The Inkatha Freedom Party has four new councillors in KwaZulu-Natal. They are:
 Jeon Zakhe Mabuyakhulu in Ward 16 in Nongoma (Nongoma) KZN265. This ward was uncontested
 Vukani Patrick Langa in Ward 24 in Ulundi (Ulundi) KZN266
 Zethu Betty Ngobe in Ward 12 in Jozini (Mkuze) KZN272
 Zwelithini Sedrick Gumede in Ward 8 in Mandeni (Mandeni) KZN291

Northern Cape
Ward 5 in Dikgatlong (Barkly West) was won by Naledi Georginah Molete of the African National Congress.

Western Cape
27 seats were contested in Western Cape province.

» **Task objective**: Rewrite the paragraph of the ward results above that begins "The Inkatha Freedom Party has four new councillors" as a brief list, keeping its main facts.

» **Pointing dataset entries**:
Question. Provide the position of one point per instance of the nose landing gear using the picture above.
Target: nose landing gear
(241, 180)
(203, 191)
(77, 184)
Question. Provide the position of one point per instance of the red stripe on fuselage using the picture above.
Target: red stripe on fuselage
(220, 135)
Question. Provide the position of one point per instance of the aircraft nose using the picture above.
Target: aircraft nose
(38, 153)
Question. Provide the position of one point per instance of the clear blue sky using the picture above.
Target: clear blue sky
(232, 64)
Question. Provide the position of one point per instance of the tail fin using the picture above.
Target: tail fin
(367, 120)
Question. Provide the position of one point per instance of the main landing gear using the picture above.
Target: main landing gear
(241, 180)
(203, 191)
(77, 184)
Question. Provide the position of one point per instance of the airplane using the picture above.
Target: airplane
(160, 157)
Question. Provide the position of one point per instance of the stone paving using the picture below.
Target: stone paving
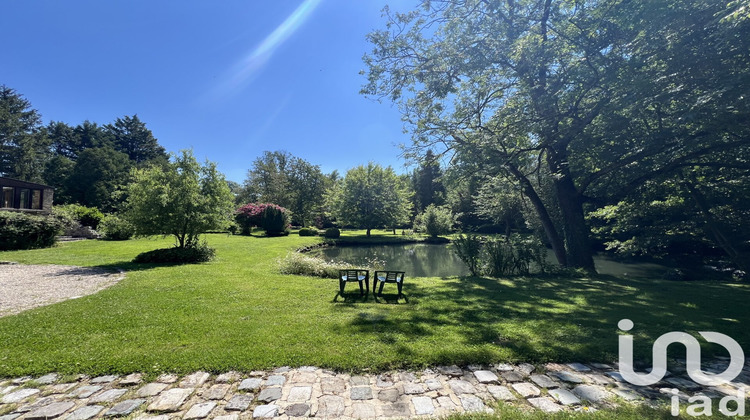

» **Correct response**:
New Inkatha Freedom Party council members in KwaZulu-Natal:
- Jeon Zakhe Mabuyakhulu: Ward 16, Nongoma (KZN265), uncontested
- Vukani Patrick Langa: Ward 24, Ulundi (KZN266)
- Zethu Betty Ngobe: Ward 12, Jozini, Mkuze (KZN272)
- Zwelithini Sedrick Gumede: Ward 8, Mandeni (KZN291)